EXPLORE THE MATERIAL –
a. Decide whether each statement agrees with the Western diet study summary: (i) the Western diet contained both glucose and fat; (ii) the mostly-fat diet caused heart disease within the year studied; (iii) the paper was accepted for publication in September 2007. Give yes or no for each, quoting the deciding words of the summary.
b. Extend the Western diet study summary with the sentences that would follow its final sentence.

PASSAGE PROVIDED –

Submitted to: Biochemical Journal
Publication Type: Peer reviewed journal
Publication Acceptance Date: 5/20/2007
Publication Date: 9/15/2007
Citation: Wilson, C.R., Tran, M.K., Salazar, K.L., Young, M.E., Taegtmeyer, H. 2007. Western diet, but not high fat diet, causes derangements of fatty acid metabolism and contractile dysfunction in the heart of Wistar rats. Biochemical Journal. 406(3):457-467. Interpretive Summary: Conditions associated with prolonged elevations in blood fat levels have been associated with heart disease development in humans. However, the time course of heart disease development following prolonged high-fat feeding is lacking in rodent models. This is a fundamental question if rodent models are to be used for investigating the heart disease observed in humans. The present study shows that feeding a rat a calorie-rich diet, composed of both glucose and fat (called a Western diet) leads to heart disease in approximately 1 year. In contrast, feeding a rat a calorie-rich diet, composed of primarily fat (similar to the Atkin's diet) does not lead to heart disease within the 1-year period studied. These results show that both glucose and fat are required to cause heart disease.

(Stored records)
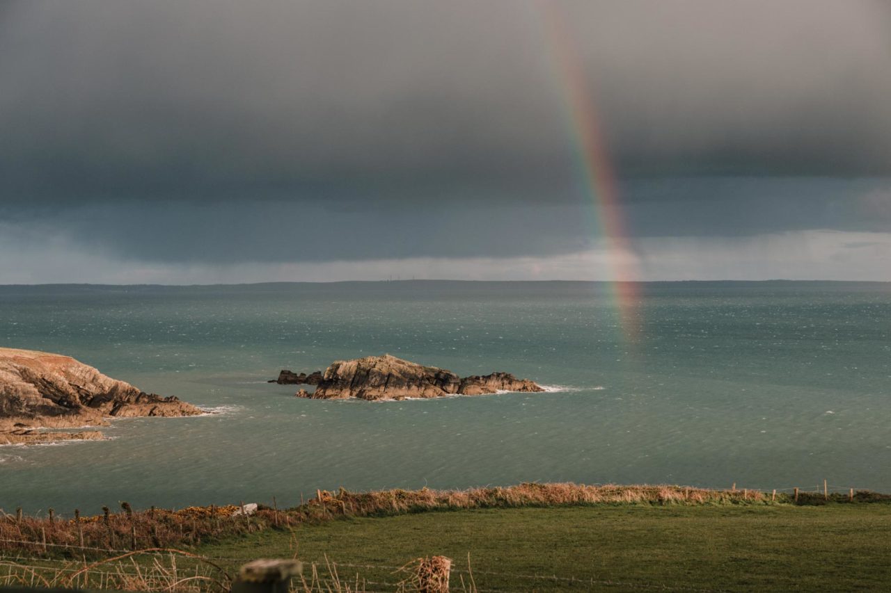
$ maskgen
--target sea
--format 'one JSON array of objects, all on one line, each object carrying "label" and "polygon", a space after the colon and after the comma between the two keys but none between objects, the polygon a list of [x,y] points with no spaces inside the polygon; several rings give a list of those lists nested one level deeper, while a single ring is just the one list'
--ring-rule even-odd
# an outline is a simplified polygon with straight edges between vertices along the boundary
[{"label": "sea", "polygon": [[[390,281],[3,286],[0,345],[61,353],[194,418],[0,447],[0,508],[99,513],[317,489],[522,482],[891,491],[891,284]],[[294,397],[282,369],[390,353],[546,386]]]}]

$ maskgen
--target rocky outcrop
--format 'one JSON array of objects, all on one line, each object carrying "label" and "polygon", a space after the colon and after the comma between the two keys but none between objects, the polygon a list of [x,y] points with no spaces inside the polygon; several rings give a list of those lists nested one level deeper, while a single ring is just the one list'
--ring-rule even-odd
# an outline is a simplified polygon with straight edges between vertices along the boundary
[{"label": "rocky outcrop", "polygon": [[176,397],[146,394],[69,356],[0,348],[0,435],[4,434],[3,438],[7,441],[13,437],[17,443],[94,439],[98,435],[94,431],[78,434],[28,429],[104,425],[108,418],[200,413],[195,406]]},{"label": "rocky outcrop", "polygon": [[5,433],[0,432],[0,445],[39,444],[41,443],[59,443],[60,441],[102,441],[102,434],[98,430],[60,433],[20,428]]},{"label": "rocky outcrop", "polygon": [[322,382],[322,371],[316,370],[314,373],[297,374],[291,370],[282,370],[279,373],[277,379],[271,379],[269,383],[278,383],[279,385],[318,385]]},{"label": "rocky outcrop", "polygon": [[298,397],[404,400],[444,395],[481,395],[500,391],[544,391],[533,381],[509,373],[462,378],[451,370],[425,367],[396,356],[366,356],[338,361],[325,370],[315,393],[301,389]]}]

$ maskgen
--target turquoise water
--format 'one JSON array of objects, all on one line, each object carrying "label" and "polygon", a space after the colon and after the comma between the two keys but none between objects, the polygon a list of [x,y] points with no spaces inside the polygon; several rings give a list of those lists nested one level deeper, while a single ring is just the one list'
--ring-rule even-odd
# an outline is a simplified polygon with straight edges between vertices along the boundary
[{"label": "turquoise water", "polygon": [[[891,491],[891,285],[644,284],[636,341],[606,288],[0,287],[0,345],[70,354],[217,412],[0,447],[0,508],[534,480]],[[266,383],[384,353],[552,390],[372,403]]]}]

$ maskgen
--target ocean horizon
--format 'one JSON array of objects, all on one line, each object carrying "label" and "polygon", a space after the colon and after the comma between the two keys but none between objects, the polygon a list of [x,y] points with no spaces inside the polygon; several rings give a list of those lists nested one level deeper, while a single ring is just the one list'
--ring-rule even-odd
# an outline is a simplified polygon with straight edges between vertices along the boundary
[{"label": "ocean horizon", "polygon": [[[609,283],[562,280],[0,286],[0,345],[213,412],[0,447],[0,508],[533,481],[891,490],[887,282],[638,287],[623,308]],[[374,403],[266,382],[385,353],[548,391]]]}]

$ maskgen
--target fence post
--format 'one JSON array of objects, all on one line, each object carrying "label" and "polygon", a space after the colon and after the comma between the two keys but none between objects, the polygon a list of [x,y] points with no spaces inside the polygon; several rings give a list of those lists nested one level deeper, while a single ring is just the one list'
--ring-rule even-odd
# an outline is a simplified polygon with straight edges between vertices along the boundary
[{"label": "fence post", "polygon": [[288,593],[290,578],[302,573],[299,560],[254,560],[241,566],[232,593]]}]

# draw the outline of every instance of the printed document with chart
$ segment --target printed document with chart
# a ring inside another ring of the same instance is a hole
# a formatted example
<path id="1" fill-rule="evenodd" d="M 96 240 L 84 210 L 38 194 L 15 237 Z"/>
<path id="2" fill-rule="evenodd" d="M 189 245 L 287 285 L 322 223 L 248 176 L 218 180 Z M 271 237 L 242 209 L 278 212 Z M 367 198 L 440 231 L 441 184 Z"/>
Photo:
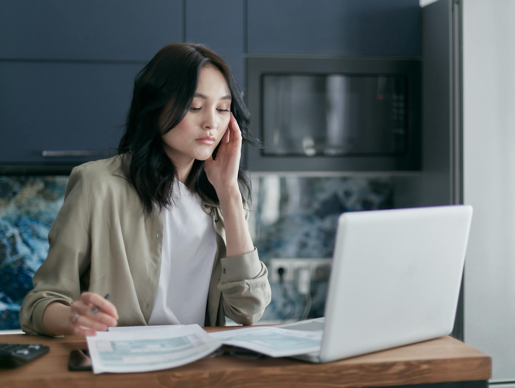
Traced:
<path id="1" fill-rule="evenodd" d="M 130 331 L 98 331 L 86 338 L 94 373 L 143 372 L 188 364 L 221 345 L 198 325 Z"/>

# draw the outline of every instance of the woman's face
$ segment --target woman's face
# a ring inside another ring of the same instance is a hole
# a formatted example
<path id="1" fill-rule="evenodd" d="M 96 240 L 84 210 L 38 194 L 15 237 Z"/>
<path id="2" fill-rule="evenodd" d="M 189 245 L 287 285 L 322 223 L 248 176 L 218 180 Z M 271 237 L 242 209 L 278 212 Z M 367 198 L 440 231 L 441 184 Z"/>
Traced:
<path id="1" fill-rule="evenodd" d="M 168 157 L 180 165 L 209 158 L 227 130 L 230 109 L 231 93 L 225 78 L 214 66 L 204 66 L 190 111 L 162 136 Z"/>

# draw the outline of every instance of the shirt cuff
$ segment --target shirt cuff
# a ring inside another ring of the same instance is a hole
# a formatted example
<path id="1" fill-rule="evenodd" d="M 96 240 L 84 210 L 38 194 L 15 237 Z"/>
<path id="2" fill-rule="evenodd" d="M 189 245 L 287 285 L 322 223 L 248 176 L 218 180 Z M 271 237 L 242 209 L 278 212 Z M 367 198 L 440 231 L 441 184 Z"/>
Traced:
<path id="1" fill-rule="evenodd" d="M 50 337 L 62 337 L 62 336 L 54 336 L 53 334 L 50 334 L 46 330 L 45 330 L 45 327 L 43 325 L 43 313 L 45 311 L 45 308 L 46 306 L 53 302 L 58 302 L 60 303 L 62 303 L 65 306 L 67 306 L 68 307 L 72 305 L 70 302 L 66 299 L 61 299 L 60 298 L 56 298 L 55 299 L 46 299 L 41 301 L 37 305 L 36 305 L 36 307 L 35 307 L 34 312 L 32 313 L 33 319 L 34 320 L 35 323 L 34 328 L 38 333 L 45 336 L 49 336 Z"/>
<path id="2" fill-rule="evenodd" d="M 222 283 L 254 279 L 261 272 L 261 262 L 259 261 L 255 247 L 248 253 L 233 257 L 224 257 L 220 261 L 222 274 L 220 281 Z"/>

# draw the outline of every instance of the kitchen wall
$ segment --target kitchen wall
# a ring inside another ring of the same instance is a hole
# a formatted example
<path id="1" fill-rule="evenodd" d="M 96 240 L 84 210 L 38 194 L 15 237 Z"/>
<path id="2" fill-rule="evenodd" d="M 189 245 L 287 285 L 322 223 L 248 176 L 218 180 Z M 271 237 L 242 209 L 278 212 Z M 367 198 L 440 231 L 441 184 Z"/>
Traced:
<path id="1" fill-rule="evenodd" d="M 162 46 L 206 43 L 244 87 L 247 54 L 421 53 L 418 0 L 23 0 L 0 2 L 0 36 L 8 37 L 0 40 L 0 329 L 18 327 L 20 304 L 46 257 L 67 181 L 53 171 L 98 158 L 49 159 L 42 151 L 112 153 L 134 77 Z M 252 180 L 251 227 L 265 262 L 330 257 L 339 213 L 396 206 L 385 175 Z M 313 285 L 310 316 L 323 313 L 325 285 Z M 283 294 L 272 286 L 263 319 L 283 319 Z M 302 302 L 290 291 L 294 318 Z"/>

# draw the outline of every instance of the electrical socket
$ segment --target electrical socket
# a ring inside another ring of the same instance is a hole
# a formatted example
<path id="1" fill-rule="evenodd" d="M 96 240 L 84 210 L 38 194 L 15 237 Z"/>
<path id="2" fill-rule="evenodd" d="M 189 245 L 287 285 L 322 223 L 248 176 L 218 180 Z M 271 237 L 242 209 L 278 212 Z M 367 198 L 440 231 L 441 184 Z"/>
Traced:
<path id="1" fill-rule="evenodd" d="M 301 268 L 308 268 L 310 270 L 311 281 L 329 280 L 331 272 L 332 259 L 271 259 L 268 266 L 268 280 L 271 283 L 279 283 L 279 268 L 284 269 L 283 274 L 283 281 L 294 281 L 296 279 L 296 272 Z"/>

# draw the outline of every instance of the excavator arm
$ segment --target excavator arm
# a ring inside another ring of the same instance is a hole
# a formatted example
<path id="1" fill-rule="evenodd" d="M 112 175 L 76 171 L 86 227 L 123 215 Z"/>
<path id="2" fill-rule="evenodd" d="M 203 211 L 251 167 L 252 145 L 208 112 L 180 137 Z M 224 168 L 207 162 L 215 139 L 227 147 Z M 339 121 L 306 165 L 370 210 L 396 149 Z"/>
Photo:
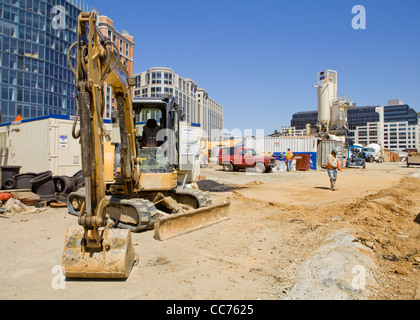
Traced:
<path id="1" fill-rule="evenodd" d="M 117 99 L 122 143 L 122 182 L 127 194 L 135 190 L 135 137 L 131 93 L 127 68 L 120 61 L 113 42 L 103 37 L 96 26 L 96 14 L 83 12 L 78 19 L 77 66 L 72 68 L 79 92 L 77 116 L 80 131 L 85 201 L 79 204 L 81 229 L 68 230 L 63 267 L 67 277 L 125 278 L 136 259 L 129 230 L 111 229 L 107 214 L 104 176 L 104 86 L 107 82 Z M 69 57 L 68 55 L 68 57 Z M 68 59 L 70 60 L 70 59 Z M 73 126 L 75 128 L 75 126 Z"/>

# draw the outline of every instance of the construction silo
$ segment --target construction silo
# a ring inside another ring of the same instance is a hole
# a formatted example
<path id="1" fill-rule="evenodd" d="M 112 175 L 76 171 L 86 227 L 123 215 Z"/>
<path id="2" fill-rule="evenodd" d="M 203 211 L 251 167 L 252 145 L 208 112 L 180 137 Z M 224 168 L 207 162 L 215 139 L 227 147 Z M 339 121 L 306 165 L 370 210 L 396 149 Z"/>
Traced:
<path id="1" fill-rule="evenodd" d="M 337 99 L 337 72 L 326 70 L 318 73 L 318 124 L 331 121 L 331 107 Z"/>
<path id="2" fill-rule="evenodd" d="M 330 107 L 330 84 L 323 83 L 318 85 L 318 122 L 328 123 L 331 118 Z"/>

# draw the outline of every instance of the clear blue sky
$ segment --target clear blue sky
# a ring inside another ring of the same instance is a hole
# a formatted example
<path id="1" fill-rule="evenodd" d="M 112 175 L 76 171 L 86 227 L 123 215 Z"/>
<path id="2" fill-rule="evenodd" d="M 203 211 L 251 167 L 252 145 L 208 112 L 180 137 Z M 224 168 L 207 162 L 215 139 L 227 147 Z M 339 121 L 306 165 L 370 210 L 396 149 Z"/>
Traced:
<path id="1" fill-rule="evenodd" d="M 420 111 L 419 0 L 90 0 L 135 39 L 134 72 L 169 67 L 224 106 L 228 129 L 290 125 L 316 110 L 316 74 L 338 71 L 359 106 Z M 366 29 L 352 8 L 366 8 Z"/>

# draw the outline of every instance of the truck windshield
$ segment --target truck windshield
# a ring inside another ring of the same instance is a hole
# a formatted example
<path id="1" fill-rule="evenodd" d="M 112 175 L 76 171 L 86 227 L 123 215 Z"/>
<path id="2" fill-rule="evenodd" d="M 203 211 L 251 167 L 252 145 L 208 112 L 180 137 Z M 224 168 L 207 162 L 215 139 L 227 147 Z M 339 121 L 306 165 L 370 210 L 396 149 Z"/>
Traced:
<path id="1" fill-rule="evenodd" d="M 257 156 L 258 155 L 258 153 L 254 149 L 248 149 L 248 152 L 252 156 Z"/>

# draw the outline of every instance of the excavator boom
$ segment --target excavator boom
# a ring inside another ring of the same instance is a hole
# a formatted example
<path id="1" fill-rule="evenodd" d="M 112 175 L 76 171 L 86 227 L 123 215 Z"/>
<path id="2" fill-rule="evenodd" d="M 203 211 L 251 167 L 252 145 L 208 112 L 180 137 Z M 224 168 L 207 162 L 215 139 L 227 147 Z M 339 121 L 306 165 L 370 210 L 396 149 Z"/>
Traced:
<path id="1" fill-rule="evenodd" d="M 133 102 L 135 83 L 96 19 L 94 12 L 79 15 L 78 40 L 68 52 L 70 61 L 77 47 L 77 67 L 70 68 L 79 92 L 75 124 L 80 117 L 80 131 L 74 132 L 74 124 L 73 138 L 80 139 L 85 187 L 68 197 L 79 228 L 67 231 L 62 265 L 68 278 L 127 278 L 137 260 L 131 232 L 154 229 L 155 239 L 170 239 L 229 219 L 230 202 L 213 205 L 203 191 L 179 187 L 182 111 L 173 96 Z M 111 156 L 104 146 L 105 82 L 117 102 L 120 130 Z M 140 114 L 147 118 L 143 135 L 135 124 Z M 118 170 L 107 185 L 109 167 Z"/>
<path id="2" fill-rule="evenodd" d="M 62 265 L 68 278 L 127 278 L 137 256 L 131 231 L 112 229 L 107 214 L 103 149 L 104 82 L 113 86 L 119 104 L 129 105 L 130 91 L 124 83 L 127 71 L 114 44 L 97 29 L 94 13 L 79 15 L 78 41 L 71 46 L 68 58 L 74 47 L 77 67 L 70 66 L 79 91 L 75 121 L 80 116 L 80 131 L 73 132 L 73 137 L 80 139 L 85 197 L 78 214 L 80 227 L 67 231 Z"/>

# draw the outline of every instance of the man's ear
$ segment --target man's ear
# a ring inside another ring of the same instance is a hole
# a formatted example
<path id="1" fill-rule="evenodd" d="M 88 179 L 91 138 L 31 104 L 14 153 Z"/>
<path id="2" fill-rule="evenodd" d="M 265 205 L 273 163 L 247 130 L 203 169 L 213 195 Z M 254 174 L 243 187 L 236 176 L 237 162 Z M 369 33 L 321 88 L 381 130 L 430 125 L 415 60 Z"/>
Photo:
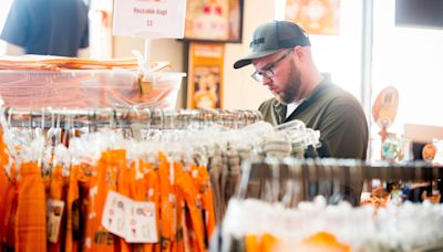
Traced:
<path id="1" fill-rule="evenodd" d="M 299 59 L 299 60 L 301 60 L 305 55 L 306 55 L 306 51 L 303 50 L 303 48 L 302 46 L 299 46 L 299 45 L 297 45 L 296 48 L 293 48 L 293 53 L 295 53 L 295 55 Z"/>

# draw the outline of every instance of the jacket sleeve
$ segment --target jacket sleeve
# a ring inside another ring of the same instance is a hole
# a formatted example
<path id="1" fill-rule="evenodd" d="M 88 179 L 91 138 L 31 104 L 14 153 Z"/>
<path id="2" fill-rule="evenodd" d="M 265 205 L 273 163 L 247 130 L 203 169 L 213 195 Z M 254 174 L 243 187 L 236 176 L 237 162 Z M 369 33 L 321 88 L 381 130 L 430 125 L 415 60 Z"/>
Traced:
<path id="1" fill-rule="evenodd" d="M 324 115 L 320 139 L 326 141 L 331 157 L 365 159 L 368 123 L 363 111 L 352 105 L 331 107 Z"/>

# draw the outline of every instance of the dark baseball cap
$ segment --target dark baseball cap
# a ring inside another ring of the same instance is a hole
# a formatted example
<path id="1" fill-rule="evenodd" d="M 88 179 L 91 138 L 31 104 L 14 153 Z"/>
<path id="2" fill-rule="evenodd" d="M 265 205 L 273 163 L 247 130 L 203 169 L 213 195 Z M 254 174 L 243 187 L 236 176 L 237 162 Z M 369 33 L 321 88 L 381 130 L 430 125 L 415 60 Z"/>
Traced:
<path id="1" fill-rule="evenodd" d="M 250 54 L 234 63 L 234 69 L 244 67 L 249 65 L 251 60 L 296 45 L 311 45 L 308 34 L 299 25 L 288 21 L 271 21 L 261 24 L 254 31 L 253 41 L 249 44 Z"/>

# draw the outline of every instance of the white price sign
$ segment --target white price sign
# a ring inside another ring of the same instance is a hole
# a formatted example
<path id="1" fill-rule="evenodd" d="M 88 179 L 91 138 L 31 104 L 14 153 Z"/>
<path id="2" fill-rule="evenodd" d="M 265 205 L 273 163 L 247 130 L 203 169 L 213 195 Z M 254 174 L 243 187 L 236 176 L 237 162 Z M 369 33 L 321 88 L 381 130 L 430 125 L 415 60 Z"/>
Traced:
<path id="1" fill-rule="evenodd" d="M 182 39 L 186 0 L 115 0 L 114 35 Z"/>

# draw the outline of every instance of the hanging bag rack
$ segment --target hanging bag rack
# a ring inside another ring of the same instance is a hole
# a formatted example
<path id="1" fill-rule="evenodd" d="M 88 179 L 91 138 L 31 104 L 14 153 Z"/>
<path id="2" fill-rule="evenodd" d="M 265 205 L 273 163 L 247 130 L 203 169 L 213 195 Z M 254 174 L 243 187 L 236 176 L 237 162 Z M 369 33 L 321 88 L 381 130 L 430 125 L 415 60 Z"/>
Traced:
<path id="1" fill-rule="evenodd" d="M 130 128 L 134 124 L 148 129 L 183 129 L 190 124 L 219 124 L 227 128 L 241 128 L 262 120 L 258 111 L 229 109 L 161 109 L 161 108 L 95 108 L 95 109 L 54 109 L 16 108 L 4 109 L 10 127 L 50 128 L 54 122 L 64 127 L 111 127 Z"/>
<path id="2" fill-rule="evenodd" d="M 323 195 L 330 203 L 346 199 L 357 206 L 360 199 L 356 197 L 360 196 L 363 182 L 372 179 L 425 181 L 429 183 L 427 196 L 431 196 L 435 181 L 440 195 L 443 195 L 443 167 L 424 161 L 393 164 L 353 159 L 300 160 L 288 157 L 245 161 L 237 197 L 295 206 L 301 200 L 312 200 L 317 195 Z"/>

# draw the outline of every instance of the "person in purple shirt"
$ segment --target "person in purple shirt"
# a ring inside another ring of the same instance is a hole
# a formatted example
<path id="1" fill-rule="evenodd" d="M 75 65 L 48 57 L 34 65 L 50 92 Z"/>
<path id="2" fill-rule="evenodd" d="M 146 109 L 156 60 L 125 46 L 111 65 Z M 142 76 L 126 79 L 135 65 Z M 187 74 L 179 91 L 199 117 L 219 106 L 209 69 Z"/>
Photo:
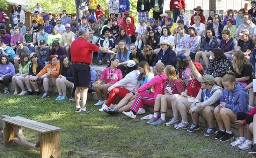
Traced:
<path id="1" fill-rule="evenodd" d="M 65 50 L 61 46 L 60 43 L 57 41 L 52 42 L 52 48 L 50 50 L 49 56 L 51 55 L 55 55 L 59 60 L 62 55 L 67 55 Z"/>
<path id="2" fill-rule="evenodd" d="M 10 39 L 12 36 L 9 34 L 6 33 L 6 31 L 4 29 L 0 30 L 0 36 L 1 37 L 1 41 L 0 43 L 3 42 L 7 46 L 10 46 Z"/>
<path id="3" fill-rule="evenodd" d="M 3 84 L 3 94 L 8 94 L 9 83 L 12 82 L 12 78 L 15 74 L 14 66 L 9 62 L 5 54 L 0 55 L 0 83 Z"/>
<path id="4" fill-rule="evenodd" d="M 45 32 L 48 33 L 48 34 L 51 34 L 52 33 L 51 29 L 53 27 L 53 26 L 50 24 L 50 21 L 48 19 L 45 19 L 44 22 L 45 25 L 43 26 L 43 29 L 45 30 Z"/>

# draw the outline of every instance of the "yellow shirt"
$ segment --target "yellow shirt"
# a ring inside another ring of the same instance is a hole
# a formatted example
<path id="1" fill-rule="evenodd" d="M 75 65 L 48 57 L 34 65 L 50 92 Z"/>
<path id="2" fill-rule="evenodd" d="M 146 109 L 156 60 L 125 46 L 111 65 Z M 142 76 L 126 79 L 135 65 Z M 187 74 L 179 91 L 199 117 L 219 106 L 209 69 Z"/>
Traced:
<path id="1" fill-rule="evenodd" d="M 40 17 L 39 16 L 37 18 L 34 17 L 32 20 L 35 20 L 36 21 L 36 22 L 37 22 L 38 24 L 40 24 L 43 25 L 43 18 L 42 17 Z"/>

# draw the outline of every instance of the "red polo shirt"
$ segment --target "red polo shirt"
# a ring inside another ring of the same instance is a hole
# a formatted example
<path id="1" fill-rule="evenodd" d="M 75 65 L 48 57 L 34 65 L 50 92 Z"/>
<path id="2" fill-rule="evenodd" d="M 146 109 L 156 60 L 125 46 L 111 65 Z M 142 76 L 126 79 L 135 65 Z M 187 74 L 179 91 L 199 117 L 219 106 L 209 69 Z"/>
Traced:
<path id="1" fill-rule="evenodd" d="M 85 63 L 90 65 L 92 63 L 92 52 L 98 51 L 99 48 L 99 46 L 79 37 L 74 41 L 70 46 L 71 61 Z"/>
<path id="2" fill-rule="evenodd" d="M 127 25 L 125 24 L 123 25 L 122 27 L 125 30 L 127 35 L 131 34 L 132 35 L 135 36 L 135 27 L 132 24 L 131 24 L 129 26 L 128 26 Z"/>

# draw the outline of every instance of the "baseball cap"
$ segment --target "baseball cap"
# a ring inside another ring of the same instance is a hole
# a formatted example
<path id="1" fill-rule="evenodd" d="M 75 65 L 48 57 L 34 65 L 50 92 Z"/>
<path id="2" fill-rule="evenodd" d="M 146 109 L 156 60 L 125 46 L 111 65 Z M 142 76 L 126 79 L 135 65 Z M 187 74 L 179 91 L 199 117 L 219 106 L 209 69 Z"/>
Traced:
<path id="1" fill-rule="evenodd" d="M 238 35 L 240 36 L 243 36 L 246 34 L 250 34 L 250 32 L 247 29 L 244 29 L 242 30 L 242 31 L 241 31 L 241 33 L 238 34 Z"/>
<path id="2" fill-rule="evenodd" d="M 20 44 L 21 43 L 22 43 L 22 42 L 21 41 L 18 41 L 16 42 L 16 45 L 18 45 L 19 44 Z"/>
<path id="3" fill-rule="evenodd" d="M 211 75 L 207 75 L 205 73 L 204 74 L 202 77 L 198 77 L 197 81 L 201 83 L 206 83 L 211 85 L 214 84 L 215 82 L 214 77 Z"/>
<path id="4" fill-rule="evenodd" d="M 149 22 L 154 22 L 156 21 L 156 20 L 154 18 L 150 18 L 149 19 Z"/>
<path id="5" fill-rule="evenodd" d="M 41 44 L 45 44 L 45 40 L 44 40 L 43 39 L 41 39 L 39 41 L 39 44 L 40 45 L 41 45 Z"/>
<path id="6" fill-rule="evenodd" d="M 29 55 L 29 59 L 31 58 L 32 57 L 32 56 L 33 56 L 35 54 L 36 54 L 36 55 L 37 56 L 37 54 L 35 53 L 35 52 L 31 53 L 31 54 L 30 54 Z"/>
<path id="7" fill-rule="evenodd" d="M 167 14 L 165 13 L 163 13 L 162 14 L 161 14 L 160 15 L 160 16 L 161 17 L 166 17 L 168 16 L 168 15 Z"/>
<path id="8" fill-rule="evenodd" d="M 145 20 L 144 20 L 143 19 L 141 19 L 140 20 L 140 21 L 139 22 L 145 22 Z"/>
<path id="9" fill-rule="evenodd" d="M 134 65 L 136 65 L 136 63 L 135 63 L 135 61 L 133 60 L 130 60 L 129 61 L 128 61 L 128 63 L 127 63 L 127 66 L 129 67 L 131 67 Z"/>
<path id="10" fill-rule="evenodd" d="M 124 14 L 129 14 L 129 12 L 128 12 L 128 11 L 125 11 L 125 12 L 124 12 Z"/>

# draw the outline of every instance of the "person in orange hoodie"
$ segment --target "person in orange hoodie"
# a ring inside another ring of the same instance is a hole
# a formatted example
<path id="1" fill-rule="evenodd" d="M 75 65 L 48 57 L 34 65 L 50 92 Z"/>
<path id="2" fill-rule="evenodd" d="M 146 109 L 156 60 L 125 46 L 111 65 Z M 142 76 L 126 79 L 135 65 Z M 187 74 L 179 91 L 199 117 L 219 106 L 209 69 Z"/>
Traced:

ANSWERS FOR THIS EXERCISE –
a. (i) Yes: "composed of both glucose and fat (called a Western diet)". (ii) No: "does not lead to heart disease within the 1-year period studied". (iii) No: "Publication Acceptance Date: 5/20/2007".

b.
Technical Abstract: Obesity and diabetes are associated with increased fatty acid availability in excess of muscle fatty acid oxidation capacity. This mismatch is implicated in the pathogenesis of cardiac contractile dysfunction and also in the development of skeletal muscle insulin resistance. We tested the hypothesis that "western" and high-fat diets differentially cause maladaptation of cardiac and skeletal muscle fatty acid oxidation, resulting in cardiac contractile dysfunction. Wistar rats were fed low-fat, "western," or high-fat (10%, 45%, or 60% calories from fat, respectively) diet for acute (1 day to 1 week), short (4 to 8 weeks), intermediate (16 to 24 weeks), or long (32 to 48 weeks) term. Oleate oxidation in heart muscle ex vivo increased with high-fat diet at all time points investigated. In contrast, cardiac oleate oxidation increased with western diet in the acute, short, and intermediate term, but not in the long term. Consistent with fatty acid oxidation maladaptation, cardiac power decreased with long-term western diet only. In contrast, soleus muscle oleate oxidation (ex vivo) increased only in the acute and short term with either western or high-fat feeding. Fatty acid-responsive genes, including pyruvate dehydrogenase kinase 4 and cytosolic thioesterase 1, increased in heart and soleus muscle to a greater extent with feeding a high-fat diet, versus a western diet. In conclusion, we implicate inadequate induction of a cassette of fatty acid-responsive genes, and impaired activation of fatty acid oxidation, in the development of cardiac dysfunction with western diet.